**Exercise requirements**
Repeat all of the material exactly as given.
# # # # #
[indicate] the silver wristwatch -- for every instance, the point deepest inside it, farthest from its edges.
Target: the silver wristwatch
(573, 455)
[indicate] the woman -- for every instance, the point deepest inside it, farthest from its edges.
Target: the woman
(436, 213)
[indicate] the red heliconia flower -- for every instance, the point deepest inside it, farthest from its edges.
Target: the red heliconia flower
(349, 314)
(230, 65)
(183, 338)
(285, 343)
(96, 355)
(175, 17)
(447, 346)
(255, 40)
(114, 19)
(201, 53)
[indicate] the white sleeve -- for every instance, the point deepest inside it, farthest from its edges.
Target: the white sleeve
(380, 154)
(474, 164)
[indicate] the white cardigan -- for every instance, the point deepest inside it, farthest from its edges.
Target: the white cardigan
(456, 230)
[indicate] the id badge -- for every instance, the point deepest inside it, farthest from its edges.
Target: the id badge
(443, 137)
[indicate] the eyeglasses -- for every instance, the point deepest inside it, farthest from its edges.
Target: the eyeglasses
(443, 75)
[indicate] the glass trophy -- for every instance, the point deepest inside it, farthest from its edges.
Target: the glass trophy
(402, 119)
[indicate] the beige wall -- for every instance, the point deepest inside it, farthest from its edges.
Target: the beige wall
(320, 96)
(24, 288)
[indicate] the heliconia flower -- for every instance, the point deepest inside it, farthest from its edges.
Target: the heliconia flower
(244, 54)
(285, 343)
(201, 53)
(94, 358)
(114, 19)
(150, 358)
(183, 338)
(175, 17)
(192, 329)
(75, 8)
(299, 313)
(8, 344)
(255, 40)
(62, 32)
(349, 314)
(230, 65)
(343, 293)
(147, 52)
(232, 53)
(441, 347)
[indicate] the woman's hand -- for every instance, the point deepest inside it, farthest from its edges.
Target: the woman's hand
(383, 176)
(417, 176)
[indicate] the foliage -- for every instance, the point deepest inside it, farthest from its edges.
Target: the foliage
# # # # #
**Answer to this exercise**
[indicate] the silver wristwatch -- for every instance, the point deepest inside it, farthest from its edges.
Target: the silver wristwatch
(573, 455)
[indicate] the woman -- for every instance, the point deepest inside it, farthest from its edges.
Target: the woman
(436, 213)
[indicate] the red heliconia flower -- for every instance, the point deepest inside it, farthest from its edges.
Target: the red heliconia flower
(349, 314)
(230, 65)
(183, 338)
(285, 343)
(96, 355)
(175, 17)
(447, 346)
(255, 40)
(114, 19)
(201, 53)
[indicate] the white sleeve -- for every instance, the point deepest inside it, farthest from its edges.
Target: the white sleeve
(380, 154)
(474, 164)
[indicate] the white cardigan -- for every instance, the point deepest inside it, farthest from its edges.
Target: the white cardigan
(456, 230)
[indicate] the id badge -- for every instance, the point deepest inside it, farthest from its edges.
Target: the id badge
(443, 137)
[indicate] the eyeglasses -- for every instance, the point deepest inside it, farthest from its edges.
Target: the eyeglasses
(443, 75)
[indicate] the glass trophy -- for every instance, the point deepest inside it, farthest from its edges.
Target: the glass trophy
(402, 119)
[indicate] the beige wall -- for every instance, the point deepest inside it, farthest from its edges.
Target: the beige wall
(320, 96)
(24, 288)
[indicate] the heliconia flower -- for every instance, the point deepest inside it, farthest from its edges.
Target: the heliconia flower
(244, 54)
(285, 343)
(201, 53)
(94, 358)
(114, 19)
(150, 358)
(183, 338)
(175, 17)
(192, 329)
(75, 8)
(299, 313)
(8, 344)
(255, 40)
(62, 32)
(349, 314)
(230, 65)
(343, 293)
(147, 52)
(232, 53)
(441, 347)
[indicate] the woman's hand -- for every instance, the point deepest inside it, farthest from its edges.
Target: the woman's hand
(383, 176)
(417, 176)
[indicate] the foliage -- for every instance, the point deepest inside it, farthest from its edges.
Target: the foliage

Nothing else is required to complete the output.